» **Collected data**
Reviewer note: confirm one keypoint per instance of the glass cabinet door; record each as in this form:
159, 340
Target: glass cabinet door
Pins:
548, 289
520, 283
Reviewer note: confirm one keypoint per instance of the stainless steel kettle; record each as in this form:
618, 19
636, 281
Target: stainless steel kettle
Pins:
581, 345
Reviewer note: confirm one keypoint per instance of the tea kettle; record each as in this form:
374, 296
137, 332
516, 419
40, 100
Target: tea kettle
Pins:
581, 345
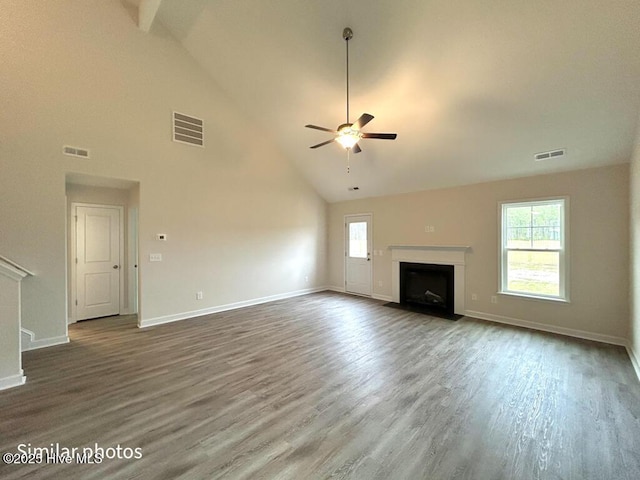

» **Problem to work on**
Please gather every line in the records above that contains the word "Target", listing them in their original order.

» **Task response**
Target: glass cabinet door
Target: stainless steel kettle
Target: tea kettle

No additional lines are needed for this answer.